►
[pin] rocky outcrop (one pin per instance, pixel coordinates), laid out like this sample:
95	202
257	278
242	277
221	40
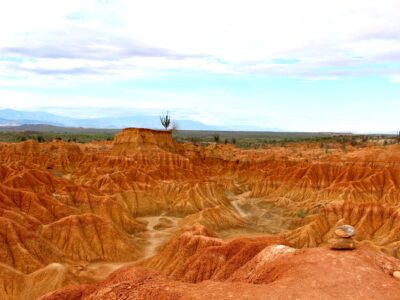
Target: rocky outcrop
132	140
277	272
◄
→ WHAT THE EXERCISE ASKS
Word for word, output the whole listing, but not its pictures.

→ ANSWER FOR THIS EXERCISE
[pin] rocky outcrop (one pin per instance, pixel coordinates), laid out like this sample:
95	202
257	278
242	277
221	40
Target: rocky outcrop
132	140
277	272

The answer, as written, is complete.